• _Consigna_
Según el fragmento, ¿qué nombre dio Urquiza a los miembros del Congreso Constituyente?

• _Fragmento_
"""
Hay otras épocas en que, calladamente, los países se organizan sobre sólidos
cimientos. Se las puede llamar épocas de transición, porque siempre señalan la
decadencia de una era y el comienzo de otra. Pero no es esa su mayor
importancia, sino que en realidad, en tales momentos, se extraen conclusiones y
recapitulan los resultados de los hechos precedentes para poder aplicar unos y
otros al porvenir. El entusiasmo cede su puesto a la serena reflexión, porque es
necesario abstraer y clasificar para poder organizar y constituir. El resultado no
depende de la fuerza ni del ingenio, sino del buen criterio y la imparcialidad de
los hombres.
Dios no ha sido avaro con el pueblo argentino. Hemos saboreado los momentos
de emoción exaltada y gustado las horas tranquilas de cimentación jurídica.
La cruzada emancipadora y la era constituyente son altísimos exponentes de la
creación heroica y de la fundación jurídica.
Permitidme que después de agradecer la invitación que me habéis hecho de
asistir a este acto tan trascendental para la vida de la República, eleve mi
corazón y mi pensamiento hacia las regiones inmarcesibles, donde mora el
genio tutelar de los argentinos, el general San Martín.
San Martín es el héroe máximo, héroe entre los héroes y Padre de la Patria. Sin
él se hubieran diluido los esfuerzos de los patriotas y quizás no hubiera existido
el aglutinante que dio nueva conformación al continente americano. Fue el
creador de nuestra nacionalidad y el libertador de pueblos hermanos. Para él
sea nuestra perpetua devoción y agradecimiento. Los Constituyentes del 53
habían padecido ya las consecuencias de la desorganización, de la arbitrariedad
y de la anarquía. La Generación del 53 era la sucesora de aquella de la
Independencia, la heroica. Más que la estrategia de los campos de batalla tenía
presente la obscura lucha civil; más que los cabildos populares, la
desorganización política y el abandono de las artes y de los campos. Había visto
de cerca la miseria, la sangre y el caos; pero debía elevarse apoyándose en el
pasado para ver, más allá del presente, la grandeza del futuro; y más aún, tenía
que sobreponerse a la influencia extranjera, ahondar en el modo de ser del país
para no caer en la imitación de leyes foráneas. Hubo de liberarse de la
intransigencia de los círculos cerrados y de los resabios coloniales, para que la
Constitución no fuera a la zaga de las de su tiempo.
Augustos diputados de la Nación nombró Urquiza a los del Congreso
Constituyente, y no estuvieron por debajo de ese adjetivo; reconstruyeron la
Patria; terminaron con las luchas y unieron indisolublemente al pueblo y a la
soberanía, renunciando a todo interés que estuviera por debajo del bienestar de
la Nación.
De esta manera se elaboró nuestra Carta Magna, no sólo para legislar sino para
organizar, defender y unir a la Argentina.
"""
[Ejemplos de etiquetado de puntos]
"""
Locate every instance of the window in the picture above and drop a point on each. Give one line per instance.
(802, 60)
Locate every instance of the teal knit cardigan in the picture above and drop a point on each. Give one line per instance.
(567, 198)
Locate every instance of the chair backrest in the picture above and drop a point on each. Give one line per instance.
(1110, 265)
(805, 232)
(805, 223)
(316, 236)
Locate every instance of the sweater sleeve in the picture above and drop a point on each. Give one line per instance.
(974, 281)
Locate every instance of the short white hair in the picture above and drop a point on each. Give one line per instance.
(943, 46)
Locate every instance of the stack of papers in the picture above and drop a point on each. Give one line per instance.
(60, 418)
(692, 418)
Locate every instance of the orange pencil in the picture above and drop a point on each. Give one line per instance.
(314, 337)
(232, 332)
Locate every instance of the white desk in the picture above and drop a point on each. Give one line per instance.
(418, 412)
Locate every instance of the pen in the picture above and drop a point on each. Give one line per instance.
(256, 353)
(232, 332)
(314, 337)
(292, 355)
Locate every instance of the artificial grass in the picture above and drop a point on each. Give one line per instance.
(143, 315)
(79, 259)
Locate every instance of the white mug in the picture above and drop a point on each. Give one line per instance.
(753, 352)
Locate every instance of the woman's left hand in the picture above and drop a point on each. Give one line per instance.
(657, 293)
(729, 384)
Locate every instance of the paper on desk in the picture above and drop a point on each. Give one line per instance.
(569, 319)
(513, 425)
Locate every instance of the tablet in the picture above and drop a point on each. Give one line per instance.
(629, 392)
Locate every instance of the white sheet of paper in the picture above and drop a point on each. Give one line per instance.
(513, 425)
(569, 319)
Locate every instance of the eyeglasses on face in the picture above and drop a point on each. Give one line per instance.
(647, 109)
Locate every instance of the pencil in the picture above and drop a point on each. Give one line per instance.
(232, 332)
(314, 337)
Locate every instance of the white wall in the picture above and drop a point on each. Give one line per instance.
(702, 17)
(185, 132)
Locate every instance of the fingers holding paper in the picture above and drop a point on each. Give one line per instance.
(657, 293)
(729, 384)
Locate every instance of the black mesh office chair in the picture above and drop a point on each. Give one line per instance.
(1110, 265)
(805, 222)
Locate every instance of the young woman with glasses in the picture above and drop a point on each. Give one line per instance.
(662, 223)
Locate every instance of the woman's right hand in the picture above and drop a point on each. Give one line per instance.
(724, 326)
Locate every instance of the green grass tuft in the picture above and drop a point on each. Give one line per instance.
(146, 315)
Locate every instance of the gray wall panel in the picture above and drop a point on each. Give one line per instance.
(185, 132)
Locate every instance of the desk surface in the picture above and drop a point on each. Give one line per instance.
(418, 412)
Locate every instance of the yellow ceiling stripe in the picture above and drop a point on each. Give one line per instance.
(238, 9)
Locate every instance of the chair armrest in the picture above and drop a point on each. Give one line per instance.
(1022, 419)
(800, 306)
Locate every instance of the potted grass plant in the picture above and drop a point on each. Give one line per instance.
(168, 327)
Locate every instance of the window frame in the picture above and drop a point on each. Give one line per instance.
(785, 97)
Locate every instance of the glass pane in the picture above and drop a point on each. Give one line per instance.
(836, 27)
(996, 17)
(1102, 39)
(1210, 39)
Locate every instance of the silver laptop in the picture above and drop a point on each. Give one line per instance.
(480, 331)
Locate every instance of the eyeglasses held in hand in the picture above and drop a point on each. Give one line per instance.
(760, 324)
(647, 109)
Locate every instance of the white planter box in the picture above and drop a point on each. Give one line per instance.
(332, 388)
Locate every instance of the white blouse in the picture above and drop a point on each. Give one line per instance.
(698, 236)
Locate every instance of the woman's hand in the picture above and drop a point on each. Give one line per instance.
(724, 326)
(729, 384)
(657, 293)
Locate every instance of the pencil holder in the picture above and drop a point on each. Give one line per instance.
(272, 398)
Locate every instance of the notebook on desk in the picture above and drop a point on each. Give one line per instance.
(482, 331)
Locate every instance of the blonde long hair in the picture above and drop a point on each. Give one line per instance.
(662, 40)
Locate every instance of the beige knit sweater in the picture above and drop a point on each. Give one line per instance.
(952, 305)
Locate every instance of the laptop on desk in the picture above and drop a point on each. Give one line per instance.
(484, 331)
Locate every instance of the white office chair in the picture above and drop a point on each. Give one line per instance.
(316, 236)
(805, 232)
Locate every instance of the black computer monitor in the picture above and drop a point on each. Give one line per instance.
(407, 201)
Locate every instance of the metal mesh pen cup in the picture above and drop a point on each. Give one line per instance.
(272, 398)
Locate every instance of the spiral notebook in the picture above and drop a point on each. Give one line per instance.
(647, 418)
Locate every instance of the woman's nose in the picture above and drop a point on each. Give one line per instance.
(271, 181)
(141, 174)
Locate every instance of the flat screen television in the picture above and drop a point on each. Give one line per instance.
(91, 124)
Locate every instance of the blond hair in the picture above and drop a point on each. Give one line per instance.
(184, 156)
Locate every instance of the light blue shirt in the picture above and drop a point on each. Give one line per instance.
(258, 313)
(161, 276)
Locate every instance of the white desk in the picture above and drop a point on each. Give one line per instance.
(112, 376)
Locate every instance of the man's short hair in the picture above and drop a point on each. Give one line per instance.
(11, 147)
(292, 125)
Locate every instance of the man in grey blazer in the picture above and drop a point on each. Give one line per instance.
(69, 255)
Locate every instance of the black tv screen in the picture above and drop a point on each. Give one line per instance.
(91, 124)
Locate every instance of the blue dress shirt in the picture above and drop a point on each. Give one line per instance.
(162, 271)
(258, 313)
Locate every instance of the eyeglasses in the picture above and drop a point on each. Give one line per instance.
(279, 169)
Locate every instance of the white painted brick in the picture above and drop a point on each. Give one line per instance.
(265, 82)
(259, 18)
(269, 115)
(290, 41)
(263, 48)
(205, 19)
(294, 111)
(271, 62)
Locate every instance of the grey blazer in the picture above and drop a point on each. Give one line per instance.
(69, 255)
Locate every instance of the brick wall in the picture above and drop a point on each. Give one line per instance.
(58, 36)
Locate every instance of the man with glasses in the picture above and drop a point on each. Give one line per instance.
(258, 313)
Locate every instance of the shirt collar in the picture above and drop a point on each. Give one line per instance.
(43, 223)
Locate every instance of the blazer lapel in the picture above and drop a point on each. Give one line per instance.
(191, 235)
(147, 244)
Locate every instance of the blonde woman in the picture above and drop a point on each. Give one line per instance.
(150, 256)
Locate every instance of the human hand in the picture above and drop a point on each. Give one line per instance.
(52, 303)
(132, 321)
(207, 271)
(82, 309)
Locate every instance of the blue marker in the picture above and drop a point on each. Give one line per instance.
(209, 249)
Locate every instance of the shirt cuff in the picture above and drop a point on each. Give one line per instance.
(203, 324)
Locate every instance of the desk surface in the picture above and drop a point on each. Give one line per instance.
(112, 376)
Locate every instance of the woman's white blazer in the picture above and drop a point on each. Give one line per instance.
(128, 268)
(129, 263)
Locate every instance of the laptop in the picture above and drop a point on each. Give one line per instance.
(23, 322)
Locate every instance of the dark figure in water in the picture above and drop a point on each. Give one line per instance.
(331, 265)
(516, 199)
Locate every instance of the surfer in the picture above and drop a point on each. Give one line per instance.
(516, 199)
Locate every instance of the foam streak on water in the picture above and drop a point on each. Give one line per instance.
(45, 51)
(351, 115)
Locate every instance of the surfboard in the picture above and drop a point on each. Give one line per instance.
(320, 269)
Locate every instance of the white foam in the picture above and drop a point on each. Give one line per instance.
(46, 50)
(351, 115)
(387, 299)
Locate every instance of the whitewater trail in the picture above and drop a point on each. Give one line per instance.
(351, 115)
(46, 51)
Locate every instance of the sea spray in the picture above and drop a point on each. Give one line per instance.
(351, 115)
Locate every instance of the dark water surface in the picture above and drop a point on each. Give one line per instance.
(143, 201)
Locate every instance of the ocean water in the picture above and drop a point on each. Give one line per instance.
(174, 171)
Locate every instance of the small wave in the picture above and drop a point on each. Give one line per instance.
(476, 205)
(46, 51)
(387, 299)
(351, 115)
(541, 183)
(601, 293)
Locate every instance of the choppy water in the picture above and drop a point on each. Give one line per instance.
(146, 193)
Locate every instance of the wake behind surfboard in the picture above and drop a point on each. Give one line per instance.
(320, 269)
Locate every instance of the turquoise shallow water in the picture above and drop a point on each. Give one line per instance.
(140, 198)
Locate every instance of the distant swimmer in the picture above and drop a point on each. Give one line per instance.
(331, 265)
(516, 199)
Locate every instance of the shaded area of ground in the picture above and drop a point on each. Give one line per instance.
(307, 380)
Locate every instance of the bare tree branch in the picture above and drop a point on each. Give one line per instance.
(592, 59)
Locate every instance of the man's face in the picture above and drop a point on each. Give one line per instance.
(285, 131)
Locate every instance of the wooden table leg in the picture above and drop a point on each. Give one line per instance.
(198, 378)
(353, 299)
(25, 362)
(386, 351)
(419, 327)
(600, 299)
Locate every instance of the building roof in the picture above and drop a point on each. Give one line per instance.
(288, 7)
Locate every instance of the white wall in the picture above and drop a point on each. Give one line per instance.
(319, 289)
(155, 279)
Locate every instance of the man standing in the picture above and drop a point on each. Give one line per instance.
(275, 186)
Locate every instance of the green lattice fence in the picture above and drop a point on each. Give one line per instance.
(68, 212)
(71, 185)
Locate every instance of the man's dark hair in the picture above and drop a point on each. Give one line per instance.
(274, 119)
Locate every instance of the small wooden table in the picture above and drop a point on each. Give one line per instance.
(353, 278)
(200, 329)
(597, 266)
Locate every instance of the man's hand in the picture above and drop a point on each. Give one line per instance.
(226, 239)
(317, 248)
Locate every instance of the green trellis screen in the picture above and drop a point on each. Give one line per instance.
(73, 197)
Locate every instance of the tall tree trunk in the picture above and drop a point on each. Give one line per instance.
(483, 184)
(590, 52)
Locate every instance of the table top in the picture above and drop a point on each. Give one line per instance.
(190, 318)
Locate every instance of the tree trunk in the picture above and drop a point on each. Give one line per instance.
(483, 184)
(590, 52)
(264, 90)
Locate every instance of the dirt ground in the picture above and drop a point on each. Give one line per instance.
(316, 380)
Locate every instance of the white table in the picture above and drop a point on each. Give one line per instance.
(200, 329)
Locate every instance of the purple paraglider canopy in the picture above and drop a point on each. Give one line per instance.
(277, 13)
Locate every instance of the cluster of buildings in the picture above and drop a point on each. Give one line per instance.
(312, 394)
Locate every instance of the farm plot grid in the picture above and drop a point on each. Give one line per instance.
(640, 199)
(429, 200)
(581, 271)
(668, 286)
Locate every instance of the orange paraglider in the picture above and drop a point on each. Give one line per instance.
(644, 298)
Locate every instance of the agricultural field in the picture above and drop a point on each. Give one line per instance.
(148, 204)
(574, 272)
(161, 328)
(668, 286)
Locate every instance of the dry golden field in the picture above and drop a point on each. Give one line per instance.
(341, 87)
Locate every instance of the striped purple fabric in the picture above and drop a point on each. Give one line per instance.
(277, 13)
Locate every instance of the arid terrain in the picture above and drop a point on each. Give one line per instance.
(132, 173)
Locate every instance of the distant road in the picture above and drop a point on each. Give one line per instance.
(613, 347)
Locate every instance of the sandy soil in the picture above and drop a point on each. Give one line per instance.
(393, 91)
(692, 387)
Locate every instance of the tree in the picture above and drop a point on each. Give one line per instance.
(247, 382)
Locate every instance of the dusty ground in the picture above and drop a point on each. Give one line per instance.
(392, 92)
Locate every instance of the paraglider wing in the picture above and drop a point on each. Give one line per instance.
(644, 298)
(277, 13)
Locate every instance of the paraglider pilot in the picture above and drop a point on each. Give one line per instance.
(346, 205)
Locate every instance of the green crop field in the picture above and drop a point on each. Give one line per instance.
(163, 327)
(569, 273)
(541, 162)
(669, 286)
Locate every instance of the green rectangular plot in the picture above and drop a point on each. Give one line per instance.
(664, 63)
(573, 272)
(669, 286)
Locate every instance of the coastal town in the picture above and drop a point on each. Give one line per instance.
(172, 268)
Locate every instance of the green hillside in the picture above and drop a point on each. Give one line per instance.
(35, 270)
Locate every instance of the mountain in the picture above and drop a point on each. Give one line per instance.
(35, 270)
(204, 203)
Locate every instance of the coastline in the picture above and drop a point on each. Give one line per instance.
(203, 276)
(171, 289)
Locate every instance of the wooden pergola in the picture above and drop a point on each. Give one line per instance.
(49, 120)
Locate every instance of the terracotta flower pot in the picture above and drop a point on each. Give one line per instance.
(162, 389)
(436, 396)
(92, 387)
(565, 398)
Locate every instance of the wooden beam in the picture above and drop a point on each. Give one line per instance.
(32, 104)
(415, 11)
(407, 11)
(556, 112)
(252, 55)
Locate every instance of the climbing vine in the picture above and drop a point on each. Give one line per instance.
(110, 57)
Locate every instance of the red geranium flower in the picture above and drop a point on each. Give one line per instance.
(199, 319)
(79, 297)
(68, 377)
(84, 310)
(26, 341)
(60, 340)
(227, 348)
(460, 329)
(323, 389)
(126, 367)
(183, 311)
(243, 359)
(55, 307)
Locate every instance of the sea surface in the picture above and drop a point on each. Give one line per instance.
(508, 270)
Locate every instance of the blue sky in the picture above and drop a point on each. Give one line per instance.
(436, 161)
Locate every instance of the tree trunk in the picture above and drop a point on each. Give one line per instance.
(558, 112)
"""
• _Solución_
Los llamó "Augustos diputados de la Nación".